The "L" Word in Business
Big thanks to Sarah Jacob, Idea Champions' Dutchess of Business Development for this fine post.
I recently had the delightful privilege of attending HSM's World Innovation Forum in New York City -- two days of luminous speakers on a broad spectrum of innovation-themed topics.
With tickets at $2,500 a pop, attendees were heavy-hitters at major corporations from around the globe -- a no-nonsense crowd.
Jean-Claude Biver was one of the first speakers.
Not many CEOs have helped their company grow revenues from $24 million to $100 million in two years. Biver did at Hublot Geneve, a Swiss watchmaker that sells ten thousand dollar watches -- a product which he admits are now "totally useless" since most people these days use their smartphones to check the time.
Gesturing to the glittery watch on his wrist with a slightly baffled look, he shrugged and laughed.

Stored data entries
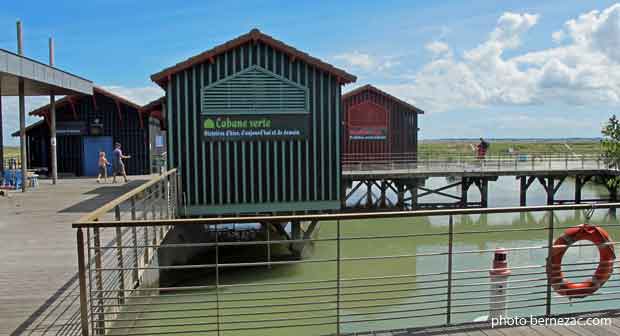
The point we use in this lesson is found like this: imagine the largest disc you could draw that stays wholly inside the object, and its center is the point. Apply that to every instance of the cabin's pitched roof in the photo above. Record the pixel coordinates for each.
(43, 110)
(254, 35)
(371, 88)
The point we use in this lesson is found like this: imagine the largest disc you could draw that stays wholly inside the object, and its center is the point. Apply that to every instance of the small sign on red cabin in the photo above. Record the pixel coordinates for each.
(367, 121)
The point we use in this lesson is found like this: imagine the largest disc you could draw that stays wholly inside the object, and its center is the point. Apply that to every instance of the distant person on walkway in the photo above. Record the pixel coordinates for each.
(103, 168)
(118, 167)
(483, 147)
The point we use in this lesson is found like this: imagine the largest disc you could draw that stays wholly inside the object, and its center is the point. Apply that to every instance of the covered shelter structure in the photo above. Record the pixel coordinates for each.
(253, 126)
(89, 124)
(378, 125)
(21, 76)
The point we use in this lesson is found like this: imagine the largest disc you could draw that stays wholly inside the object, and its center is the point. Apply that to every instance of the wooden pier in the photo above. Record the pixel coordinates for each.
(37, 253)
(406, 179)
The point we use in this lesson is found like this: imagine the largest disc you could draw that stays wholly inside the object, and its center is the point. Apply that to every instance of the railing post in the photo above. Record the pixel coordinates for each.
(134, 238)
(119, 256)
(449, 293)
(338, 278)
(146, 234)
(217, 280)
(549, 250)
(100, 326)
(82, 282)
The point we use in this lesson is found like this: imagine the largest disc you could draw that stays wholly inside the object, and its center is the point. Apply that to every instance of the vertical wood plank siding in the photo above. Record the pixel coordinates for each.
(256, 176)
(402, 129)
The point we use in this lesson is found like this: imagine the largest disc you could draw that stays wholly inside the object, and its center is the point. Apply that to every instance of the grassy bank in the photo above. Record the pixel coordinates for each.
(501, 147)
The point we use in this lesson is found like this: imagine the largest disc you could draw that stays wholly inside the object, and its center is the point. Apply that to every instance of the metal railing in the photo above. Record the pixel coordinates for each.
(12, 162)
(426, 162)
(127, 249)
(354, 281)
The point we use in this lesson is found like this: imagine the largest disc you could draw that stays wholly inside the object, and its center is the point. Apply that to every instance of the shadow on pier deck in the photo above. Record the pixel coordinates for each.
(37, 252)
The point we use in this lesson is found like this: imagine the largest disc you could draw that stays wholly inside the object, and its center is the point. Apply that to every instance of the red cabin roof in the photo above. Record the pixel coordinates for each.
(254, 35)
(371, 88)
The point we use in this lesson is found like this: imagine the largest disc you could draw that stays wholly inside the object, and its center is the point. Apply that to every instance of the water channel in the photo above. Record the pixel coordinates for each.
(406, 291)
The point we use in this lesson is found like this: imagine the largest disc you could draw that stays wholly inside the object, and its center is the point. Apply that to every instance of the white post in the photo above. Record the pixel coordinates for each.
(499, 284)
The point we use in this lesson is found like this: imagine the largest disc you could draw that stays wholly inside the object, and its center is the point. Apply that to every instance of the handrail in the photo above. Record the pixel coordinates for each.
(95, 215)
(341, 216)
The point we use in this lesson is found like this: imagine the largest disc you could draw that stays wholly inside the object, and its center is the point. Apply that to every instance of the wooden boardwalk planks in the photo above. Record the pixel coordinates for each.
(38, 248)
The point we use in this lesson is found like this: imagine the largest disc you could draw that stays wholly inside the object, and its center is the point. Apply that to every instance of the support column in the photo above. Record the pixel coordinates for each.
(550, 190)
(464, 190)
(522, 190)
(296, 235)
(400, 203)
(578, 186)
(53, 122)
(484, 192)
(413, 190)
(613, 198)
(383, 201)
(1, 134)
(22, 114)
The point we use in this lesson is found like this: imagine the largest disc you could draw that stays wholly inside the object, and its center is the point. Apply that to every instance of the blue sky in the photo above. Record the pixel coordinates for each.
(478, 68)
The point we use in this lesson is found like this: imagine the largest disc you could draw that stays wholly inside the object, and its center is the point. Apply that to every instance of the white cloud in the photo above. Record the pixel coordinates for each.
(366, 61)
(438, 48)
(558, 36)
(585, 69)
(138, 95)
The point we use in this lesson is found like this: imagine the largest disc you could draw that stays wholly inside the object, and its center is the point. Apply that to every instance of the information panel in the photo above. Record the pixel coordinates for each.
(254, 127)
(367, 133)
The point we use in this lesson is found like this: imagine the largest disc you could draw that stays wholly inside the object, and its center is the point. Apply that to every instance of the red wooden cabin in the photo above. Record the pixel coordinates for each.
(378, 126)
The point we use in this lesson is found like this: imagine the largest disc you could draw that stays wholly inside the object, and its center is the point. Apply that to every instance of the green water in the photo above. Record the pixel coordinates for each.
(405, 285)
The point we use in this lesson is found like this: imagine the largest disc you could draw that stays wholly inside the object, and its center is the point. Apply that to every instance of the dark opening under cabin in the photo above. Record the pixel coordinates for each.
(378, 125)
(254, 127)
(86, 125)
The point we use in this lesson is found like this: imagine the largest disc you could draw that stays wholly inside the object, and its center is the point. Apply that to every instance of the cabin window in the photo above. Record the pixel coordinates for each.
(254, 91)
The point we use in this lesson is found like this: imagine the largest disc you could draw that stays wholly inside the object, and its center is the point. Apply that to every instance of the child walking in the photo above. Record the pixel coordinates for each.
(103, 168)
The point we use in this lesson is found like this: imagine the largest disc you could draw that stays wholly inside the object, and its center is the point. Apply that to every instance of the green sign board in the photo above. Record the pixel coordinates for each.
(254, 127)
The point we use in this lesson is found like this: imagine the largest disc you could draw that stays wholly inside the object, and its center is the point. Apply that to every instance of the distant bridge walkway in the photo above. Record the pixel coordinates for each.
(405, 174)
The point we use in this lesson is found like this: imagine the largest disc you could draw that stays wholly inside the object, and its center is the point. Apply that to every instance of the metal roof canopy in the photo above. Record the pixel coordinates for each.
(39, 79)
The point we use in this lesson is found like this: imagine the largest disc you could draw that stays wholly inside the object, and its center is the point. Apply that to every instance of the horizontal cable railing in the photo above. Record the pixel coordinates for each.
(447, 162)
(363, 272)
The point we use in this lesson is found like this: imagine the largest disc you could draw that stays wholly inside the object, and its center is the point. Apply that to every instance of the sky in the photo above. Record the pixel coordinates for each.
(499, 69)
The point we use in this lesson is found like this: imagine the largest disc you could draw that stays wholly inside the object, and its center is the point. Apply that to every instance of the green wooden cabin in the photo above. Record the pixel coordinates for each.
(254, 127)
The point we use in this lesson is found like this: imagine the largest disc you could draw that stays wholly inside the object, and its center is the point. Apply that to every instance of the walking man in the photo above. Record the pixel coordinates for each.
(118, 167)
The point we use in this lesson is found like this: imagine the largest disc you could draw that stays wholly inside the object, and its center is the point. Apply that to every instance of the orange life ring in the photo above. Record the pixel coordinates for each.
(601, 239)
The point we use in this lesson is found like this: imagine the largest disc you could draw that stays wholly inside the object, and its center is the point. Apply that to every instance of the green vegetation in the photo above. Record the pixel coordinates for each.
(502, 147)
(11, 152)
(611, 148)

REQUIRED WORK.
1: Reproduce the part of the innovation forum post that begins at the words "With tickets at" and stops after the words "the first speakers.".
2: Answer these questions from the innovation forum post:
(a) In what city was HSM's World Innovation Forum held?
(b) What was the price of a ticket?
(c) How much did Hublot Geneve's revenues grow, and over what period?
The data above come from a different source than the innovation forum post.

RESULTS.
1:
With tickets at $2,500 a pop, attendees were heavy-hitters at major corporations from around the globe -- a no-nonsense crowd.
Jean-Claude Biver was one of the first speakers.

2:
(a) New York City.
(b) $2,500.
(c) From $24 million to $100 million in two years.